* _What the task asks_
Starting at the line that contains "Tag the dark doorway", copy each line through the final one exactly as written.

↓

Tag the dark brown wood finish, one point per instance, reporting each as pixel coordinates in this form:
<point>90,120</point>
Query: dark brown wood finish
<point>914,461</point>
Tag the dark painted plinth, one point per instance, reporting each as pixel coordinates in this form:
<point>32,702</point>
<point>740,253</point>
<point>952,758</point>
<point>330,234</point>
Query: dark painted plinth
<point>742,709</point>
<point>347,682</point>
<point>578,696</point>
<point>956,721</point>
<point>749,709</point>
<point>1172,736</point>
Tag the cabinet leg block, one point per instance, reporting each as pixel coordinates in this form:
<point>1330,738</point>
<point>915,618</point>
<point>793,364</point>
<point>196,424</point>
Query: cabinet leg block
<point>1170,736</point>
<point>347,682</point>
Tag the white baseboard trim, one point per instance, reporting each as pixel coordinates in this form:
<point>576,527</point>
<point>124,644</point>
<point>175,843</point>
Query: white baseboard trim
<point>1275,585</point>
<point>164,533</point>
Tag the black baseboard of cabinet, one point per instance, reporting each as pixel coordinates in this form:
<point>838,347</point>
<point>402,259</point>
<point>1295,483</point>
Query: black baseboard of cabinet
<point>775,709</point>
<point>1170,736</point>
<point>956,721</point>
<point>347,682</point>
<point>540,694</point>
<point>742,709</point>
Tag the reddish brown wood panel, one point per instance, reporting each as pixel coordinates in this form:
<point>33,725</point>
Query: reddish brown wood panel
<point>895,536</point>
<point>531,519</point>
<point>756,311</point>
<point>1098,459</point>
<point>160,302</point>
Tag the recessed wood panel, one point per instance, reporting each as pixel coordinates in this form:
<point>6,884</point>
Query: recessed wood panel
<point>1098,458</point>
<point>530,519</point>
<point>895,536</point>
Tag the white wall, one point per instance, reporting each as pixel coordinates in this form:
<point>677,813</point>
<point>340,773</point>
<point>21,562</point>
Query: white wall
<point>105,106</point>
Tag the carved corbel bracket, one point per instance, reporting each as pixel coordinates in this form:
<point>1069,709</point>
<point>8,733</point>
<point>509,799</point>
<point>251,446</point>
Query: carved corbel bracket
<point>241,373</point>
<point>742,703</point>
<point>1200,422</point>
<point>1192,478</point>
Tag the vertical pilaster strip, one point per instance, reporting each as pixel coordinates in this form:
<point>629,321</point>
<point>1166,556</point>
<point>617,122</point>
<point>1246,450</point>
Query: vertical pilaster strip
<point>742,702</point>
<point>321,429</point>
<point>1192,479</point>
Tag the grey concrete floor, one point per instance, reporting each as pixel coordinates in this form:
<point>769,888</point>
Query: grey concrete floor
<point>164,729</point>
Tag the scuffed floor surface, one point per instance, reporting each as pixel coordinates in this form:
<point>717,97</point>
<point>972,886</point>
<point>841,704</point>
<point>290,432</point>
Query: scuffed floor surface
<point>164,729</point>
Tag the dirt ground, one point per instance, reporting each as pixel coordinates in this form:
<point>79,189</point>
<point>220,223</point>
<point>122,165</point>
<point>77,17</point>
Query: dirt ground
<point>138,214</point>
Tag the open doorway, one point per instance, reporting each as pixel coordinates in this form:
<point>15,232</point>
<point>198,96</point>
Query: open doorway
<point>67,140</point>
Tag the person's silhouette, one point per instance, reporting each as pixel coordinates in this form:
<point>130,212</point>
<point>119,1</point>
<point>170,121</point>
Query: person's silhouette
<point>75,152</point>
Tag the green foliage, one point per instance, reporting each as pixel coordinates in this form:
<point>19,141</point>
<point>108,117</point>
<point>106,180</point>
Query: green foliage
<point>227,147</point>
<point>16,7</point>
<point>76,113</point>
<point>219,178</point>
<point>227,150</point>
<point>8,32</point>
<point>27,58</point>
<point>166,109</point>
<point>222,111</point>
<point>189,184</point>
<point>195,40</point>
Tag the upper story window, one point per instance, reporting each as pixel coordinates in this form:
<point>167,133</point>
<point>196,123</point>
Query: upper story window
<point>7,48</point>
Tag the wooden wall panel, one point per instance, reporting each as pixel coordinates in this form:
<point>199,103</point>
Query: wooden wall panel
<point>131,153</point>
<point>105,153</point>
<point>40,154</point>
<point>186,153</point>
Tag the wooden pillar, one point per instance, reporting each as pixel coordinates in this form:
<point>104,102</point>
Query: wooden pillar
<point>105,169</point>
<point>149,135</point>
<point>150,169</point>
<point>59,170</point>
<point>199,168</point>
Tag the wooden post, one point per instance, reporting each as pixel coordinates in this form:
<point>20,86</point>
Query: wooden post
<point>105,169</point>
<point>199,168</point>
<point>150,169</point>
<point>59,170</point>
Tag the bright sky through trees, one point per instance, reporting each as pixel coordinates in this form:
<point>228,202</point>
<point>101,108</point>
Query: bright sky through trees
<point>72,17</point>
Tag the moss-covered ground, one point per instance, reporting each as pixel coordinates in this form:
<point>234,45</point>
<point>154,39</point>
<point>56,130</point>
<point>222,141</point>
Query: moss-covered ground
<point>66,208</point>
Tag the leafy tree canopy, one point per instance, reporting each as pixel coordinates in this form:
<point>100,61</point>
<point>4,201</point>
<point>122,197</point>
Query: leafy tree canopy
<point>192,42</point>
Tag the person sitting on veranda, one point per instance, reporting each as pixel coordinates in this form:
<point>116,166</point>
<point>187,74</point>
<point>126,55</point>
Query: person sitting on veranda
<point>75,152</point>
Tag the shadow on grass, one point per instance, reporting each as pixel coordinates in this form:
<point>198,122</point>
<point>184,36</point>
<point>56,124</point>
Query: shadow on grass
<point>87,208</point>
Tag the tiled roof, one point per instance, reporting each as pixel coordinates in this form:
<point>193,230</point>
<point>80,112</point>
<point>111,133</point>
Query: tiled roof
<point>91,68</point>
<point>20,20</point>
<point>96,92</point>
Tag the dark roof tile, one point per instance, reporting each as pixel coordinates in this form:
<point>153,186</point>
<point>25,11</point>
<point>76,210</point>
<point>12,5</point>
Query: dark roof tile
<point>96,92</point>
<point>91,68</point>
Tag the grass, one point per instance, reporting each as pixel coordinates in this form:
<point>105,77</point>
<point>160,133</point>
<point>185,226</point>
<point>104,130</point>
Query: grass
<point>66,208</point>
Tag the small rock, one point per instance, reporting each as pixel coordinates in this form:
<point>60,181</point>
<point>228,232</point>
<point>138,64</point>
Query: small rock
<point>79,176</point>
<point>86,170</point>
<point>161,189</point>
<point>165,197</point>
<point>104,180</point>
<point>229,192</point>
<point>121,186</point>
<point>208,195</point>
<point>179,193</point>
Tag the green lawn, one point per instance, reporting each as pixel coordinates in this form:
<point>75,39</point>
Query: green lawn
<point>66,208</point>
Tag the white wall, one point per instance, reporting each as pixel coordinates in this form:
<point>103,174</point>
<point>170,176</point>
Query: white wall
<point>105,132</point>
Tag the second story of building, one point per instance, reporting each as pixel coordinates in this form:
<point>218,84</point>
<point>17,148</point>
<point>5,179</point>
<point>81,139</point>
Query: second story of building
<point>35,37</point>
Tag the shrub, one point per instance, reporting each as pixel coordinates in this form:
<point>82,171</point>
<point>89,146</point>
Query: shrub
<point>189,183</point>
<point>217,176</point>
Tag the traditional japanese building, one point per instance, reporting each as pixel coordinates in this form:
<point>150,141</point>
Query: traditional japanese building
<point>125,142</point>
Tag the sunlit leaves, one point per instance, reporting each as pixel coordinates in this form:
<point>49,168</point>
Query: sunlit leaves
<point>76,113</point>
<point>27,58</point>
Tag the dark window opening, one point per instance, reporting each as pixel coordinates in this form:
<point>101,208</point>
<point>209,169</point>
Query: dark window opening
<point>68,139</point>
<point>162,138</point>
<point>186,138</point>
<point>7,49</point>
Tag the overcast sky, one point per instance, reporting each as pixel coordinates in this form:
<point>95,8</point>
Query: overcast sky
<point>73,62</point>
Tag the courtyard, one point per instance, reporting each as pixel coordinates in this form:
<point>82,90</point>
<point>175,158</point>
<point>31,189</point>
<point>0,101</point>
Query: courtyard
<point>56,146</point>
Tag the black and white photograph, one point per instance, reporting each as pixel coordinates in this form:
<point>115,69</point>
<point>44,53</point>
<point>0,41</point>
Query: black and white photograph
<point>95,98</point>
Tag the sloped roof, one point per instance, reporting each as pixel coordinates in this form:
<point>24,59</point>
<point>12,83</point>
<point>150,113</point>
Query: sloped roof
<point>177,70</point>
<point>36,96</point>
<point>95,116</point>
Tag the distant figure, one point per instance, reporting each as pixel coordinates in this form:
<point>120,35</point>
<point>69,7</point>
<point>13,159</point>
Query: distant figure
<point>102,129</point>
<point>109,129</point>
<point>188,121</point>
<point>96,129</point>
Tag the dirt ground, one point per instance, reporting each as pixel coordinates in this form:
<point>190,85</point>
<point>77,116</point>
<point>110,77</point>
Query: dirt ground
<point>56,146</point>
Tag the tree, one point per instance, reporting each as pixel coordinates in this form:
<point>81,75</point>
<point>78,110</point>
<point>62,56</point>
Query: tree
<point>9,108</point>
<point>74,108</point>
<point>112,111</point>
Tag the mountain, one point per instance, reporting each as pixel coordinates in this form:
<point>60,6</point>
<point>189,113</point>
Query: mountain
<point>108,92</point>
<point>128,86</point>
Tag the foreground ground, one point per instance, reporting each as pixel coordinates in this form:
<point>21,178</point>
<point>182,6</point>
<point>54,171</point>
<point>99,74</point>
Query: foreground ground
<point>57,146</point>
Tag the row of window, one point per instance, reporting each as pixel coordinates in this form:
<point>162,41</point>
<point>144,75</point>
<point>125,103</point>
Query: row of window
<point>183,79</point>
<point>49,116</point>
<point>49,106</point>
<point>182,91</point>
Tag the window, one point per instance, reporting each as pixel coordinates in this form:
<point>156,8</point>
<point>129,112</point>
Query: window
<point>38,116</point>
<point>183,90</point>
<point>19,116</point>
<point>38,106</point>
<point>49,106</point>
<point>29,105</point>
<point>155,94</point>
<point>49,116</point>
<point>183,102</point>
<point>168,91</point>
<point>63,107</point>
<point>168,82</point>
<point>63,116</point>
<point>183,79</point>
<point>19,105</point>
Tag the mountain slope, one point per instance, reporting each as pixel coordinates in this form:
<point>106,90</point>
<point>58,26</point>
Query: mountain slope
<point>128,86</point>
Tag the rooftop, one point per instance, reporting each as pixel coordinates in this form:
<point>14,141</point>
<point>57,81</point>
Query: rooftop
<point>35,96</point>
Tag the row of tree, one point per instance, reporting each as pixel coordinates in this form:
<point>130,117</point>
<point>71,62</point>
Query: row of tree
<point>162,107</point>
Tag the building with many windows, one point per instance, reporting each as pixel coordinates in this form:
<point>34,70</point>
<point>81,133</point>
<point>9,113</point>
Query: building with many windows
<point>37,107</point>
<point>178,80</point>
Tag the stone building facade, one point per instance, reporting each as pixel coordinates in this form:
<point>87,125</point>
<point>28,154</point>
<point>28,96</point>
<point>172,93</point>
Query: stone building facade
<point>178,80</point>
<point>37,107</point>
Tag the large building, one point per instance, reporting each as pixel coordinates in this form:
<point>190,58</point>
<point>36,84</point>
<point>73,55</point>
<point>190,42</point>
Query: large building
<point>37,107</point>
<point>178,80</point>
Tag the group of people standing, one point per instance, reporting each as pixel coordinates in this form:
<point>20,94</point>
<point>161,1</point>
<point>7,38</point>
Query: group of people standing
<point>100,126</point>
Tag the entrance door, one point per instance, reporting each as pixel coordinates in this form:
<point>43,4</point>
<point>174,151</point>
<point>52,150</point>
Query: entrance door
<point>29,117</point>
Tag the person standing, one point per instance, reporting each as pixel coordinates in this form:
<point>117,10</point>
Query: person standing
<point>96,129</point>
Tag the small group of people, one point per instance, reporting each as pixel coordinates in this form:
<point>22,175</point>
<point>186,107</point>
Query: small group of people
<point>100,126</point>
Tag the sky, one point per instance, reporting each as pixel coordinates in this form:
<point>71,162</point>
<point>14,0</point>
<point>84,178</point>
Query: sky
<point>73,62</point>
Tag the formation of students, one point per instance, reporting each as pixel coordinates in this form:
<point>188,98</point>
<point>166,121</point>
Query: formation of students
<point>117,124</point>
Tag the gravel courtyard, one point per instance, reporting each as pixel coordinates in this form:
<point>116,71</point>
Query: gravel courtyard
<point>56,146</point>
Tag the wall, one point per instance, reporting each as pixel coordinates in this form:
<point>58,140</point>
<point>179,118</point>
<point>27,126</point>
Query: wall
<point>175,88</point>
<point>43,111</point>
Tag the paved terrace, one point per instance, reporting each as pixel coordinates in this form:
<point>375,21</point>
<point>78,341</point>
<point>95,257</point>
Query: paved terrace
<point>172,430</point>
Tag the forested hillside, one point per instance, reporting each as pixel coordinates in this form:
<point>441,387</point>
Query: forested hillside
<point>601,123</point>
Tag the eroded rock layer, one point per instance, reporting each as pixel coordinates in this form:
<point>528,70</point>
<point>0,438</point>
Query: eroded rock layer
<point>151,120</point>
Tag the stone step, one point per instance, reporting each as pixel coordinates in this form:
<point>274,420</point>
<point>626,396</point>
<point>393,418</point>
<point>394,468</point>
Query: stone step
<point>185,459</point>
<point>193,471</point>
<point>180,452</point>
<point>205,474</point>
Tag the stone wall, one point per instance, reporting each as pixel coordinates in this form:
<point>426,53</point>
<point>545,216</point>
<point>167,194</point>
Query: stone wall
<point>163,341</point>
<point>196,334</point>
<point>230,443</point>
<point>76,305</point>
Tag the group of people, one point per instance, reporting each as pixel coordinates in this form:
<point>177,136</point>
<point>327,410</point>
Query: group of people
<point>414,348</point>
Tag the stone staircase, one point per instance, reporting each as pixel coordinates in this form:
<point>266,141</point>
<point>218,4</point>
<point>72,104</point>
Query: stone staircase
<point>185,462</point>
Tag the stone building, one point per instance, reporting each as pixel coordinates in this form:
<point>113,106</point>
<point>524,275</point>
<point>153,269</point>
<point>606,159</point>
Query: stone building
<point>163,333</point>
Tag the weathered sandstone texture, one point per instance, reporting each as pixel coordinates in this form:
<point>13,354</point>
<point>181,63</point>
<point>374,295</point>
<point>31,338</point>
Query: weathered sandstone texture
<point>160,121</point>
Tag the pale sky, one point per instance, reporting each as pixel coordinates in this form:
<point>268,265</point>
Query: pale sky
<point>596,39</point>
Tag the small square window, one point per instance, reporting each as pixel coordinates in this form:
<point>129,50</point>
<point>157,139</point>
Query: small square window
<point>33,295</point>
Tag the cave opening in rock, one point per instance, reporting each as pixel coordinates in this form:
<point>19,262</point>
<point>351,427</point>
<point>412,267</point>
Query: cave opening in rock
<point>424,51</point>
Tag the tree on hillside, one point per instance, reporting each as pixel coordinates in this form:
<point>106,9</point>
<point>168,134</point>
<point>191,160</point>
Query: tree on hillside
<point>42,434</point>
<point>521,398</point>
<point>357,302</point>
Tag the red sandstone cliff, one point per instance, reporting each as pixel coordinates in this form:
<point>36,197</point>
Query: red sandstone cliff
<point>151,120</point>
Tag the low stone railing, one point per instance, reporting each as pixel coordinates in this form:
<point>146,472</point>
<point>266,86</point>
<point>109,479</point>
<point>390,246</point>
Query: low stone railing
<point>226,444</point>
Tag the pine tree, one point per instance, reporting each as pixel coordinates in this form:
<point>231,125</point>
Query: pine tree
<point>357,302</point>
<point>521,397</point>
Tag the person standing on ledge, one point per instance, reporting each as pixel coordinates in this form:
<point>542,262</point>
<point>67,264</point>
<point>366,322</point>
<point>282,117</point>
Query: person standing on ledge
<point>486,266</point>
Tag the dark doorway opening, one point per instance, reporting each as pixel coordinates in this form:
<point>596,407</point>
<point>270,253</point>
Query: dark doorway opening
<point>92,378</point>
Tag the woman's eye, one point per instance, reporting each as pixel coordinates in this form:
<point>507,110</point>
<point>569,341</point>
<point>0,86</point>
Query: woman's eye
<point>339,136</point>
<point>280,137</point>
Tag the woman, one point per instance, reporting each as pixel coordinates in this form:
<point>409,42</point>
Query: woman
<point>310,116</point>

↑

* _Solution to this task_
Tag the dark doorway opening, one point per instance, reporting each as pixel coordinates in this form:
<point>596,407</point>
<point>270,253</point>
Query: dark doorway opening
<point>92,378</point>
Tag the woman's eye, one point per instance, reporting each as pixel coordinates in this form:
<point>507,110</point>
<point>569,341</point>
<point>0,86</point>
Query: woman's eye
<point>339,136</point>
<point>280,137</point>
Tag the woman, one point per instance, reporting each as pixel coordinates in this form:
<point>409,42</point>
Query: woman
<point>310,116</point>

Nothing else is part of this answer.